--- Start INFORMATION SHOWN ---

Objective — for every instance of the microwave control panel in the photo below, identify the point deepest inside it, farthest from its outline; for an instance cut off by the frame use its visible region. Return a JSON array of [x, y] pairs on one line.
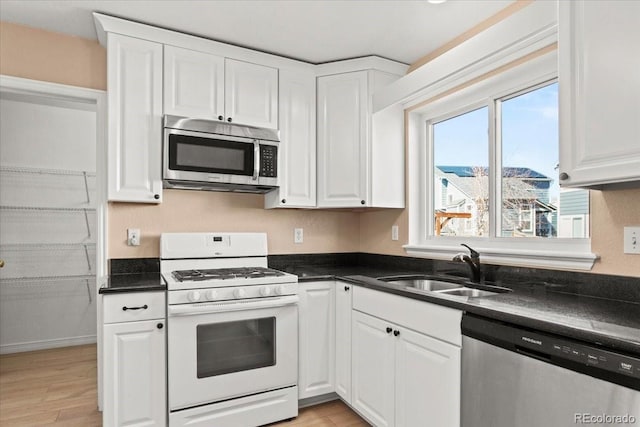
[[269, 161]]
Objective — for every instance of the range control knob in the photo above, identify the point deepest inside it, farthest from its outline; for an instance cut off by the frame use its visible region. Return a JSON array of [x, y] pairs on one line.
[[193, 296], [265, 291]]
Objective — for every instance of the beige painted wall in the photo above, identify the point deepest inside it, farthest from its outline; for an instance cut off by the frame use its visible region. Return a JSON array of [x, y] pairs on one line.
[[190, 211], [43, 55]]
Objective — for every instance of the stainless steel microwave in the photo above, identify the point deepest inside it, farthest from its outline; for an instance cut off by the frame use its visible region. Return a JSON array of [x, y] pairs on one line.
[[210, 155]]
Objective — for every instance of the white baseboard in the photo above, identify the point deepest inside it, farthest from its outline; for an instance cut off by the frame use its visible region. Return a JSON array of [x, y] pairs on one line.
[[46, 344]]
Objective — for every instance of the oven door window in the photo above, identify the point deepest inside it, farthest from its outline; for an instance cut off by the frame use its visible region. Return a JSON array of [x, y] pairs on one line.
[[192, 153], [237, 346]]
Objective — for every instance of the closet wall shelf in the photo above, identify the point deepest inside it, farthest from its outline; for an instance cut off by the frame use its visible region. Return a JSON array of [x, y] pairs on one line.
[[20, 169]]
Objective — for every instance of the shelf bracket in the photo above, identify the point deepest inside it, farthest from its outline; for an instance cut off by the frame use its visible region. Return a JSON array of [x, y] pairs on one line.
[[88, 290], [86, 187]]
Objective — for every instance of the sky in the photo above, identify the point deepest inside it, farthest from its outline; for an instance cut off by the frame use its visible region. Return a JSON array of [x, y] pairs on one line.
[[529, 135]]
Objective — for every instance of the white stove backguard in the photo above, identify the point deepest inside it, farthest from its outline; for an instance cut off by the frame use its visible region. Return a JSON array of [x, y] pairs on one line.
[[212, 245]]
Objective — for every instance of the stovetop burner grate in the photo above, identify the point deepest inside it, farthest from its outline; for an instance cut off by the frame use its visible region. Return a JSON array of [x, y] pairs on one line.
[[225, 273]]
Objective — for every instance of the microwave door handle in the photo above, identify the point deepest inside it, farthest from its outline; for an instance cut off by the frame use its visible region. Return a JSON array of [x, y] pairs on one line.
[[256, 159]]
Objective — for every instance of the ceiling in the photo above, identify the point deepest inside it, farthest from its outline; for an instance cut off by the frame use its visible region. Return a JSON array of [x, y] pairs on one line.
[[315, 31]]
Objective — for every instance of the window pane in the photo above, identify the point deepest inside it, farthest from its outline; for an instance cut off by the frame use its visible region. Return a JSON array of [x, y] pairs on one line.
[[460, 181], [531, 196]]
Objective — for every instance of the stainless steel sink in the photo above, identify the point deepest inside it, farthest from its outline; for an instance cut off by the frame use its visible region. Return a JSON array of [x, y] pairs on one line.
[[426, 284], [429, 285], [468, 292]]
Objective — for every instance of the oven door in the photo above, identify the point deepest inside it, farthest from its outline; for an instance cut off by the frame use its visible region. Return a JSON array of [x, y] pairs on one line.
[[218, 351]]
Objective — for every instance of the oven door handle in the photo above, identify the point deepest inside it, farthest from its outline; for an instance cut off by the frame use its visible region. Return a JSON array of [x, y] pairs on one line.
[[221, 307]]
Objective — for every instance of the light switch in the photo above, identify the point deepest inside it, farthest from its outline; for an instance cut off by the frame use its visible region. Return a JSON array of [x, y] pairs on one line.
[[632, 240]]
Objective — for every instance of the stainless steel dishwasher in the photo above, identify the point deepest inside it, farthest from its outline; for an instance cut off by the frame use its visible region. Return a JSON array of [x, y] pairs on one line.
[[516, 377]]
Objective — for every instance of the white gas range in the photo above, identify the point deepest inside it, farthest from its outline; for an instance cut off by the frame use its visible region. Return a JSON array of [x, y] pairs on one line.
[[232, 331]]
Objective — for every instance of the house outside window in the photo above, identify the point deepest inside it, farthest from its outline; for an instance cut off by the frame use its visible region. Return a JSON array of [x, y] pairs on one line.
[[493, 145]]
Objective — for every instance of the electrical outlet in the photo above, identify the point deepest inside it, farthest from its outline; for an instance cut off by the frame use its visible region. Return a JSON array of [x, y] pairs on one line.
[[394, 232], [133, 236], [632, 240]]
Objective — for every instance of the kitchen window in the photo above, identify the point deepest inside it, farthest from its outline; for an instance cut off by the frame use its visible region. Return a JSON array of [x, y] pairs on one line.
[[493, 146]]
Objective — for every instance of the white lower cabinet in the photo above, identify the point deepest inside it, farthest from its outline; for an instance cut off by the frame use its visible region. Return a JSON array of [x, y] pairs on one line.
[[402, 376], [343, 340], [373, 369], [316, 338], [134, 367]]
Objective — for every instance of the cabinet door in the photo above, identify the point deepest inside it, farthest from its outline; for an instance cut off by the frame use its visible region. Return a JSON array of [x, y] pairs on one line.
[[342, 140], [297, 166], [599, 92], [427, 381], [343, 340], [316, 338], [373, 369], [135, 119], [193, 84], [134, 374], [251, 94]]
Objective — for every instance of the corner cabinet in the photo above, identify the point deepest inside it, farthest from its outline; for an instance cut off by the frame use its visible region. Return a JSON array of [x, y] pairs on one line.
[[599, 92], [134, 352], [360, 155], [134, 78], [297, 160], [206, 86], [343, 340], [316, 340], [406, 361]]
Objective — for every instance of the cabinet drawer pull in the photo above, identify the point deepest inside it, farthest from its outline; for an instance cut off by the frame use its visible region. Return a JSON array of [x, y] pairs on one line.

--- End INFORMATION SHOWN ---
--- Start INFORMATION SHOWN ---

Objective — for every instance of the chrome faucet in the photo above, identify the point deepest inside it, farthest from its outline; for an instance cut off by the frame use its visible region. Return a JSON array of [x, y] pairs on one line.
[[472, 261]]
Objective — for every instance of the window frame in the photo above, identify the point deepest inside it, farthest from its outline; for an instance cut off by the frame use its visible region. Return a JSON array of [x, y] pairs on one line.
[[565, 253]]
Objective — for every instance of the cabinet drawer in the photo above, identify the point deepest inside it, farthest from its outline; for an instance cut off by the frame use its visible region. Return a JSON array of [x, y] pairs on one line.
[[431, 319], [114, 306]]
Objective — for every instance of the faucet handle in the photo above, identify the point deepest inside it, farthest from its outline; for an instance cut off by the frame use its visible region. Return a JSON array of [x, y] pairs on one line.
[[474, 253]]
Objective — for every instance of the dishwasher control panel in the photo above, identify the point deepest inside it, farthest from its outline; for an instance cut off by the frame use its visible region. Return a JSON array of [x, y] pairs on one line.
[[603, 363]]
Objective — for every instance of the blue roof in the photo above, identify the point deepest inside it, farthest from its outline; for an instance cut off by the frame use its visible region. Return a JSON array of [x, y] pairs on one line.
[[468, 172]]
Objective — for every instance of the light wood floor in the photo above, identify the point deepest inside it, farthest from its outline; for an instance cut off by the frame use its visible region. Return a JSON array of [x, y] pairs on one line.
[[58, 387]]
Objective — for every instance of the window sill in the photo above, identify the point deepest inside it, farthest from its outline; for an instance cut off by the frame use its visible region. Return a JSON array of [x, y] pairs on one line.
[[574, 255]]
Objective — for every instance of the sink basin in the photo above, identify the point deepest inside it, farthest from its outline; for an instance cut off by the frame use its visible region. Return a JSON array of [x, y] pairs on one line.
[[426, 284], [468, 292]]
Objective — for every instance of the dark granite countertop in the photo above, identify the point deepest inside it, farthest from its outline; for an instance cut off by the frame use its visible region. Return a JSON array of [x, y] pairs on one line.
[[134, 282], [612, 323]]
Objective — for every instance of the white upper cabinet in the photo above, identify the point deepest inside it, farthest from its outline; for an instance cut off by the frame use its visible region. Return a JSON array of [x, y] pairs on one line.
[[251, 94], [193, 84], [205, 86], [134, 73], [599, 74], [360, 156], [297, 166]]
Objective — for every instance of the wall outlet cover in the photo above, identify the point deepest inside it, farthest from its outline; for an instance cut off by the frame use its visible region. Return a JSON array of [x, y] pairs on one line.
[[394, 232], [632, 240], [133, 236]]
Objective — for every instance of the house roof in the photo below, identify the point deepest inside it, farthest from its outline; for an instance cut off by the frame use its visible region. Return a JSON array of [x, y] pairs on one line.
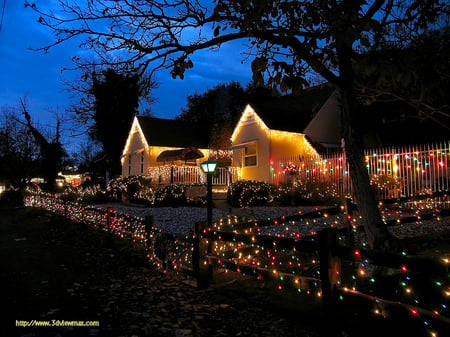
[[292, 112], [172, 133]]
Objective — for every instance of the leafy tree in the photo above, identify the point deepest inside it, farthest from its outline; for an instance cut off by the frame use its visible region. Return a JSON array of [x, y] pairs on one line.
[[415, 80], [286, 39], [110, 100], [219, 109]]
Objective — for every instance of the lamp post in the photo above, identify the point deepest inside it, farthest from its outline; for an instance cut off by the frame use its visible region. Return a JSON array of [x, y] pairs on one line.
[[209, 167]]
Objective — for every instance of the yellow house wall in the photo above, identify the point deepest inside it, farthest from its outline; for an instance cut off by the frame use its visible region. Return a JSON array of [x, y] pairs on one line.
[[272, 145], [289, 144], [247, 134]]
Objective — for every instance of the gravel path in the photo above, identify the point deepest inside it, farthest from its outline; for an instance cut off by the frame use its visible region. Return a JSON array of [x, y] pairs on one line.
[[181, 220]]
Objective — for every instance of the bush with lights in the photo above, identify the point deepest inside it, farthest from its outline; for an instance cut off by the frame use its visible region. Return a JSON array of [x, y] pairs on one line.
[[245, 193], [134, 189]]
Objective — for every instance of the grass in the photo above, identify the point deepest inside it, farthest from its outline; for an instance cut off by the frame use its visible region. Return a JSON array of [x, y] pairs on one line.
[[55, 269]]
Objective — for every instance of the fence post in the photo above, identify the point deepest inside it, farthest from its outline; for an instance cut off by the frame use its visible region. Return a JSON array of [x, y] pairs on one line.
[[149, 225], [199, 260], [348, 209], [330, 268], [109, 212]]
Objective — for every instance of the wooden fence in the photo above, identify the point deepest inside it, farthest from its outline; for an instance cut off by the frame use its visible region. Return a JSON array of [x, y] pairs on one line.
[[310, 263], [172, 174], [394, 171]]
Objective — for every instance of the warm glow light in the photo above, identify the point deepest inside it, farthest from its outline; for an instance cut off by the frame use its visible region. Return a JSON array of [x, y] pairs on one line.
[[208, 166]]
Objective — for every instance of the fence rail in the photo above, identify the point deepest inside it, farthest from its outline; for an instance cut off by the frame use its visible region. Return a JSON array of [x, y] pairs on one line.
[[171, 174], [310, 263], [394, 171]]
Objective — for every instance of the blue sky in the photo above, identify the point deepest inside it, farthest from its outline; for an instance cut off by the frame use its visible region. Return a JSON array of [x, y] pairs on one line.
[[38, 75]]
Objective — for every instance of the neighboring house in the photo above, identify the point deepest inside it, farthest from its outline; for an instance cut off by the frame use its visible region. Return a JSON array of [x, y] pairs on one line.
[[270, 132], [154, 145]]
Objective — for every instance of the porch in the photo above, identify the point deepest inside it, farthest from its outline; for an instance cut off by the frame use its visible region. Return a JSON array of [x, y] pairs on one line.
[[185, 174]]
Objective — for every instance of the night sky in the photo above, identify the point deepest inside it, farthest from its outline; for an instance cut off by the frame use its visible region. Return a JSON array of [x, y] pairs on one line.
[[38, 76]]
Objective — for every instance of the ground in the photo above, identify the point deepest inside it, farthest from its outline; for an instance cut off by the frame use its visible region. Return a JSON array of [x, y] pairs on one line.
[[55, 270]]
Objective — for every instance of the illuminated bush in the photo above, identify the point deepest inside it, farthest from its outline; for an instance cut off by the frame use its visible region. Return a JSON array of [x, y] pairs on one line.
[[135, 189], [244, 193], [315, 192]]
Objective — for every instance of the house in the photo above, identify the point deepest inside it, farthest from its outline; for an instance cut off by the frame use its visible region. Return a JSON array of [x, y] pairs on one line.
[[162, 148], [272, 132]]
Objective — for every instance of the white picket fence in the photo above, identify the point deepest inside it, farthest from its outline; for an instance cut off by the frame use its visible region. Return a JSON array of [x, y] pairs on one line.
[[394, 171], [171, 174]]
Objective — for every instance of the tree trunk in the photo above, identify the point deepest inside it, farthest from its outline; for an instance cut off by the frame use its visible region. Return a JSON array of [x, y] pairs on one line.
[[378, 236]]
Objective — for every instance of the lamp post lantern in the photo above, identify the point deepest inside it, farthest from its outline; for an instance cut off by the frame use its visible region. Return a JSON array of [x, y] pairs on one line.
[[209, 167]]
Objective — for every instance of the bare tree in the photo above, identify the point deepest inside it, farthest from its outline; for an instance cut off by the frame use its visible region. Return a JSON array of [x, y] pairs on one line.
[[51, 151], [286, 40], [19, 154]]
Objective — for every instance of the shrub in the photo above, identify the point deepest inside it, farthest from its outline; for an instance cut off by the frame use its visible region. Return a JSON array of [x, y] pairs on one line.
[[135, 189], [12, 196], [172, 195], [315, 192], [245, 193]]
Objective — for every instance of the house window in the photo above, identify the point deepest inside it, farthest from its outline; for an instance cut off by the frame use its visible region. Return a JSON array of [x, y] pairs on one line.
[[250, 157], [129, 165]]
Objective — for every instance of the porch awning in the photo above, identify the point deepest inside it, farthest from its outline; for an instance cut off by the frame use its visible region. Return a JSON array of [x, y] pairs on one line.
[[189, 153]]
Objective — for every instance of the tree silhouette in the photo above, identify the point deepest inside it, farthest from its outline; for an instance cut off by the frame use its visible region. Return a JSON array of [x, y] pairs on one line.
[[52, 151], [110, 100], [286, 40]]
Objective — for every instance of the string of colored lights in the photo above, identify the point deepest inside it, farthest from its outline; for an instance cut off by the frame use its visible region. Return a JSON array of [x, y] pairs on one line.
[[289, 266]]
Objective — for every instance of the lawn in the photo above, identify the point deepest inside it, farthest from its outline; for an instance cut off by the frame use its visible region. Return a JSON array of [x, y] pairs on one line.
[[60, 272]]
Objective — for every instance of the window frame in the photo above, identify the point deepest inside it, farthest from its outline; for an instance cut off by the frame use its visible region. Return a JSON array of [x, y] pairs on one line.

--- End INFORMATION SHOWN ---
--- Start INFORMATION SHOWN ---

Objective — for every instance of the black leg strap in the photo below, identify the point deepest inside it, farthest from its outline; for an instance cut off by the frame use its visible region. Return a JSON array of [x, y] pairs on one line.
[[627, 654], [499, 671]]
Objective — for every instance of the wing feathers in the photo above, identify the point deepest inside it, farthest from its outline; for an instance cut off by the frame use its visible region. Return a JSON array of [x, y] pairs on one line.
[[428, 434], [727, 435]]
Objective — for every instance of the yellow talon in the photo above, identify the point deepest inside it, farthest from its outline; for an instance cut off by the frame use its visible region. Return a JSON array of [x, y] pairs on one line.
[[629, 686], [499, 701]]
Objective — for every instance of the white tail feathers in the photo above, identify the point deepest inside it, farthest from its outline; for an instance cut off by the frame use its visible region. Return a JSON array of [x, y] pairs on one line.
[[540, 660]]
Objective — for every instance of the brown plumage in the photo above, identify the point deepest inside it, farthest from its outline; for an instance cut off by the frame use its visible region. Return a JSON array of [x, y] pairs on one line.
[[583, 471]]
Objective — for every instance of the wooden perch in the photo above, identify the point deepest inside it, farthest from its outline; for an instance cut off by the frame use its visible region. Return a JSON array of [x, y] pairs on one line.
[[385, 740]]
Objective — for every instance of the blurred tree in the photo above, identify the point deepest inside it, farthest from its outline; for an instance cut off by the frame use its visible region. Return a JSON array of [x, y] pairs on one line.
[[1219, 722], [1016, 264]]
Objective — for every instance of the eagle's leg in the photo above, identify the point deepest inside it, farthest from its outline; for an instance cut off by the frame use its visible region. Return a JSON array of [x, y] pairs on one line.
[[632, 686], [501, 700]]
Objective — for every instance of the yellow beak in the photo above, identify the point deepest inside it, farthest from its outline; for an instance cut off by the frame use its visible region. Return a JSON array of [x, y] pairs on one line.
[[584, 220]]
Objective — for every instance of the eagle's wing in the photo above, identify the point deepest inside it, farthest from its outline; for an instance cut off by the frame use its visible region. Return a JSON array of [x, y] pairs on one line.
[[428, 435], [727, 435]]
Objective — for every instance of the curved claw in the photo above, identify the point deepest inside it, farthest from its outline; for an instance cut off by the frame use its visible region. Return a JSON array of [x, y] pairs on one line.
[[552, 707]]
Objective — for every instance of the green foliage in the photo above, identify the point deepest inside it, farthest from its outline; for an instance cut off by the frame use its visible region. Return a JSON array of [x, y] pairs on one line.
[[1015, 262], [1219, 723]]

--- End INFORMATION SHOWN ---

Turn the lines from the one containing "Objective — for every instance of the sink" through the one containing "[[134, 282], [612, 323]]" into a numbered list, skipping any blank lines.

→ FINAL ANSWER
1. Objective — for every instance of the sink basin in the photo above, identify the point deepest inside it, farthest from its outline; for an instance cut off by the frame use its visible region. Return a JSON array of [x, y] pairs on one line.
2. [[426, 284], [468, 292]]
3. Objective — for every instance of the dark granite countertop in the photo above, identify the point deepest inside it, farthest from its outline; for an instance cut off by the frame use its visible region. Return a JSON array of [x, y] pairs on one line.
4. [[134, 282], [612, 323]]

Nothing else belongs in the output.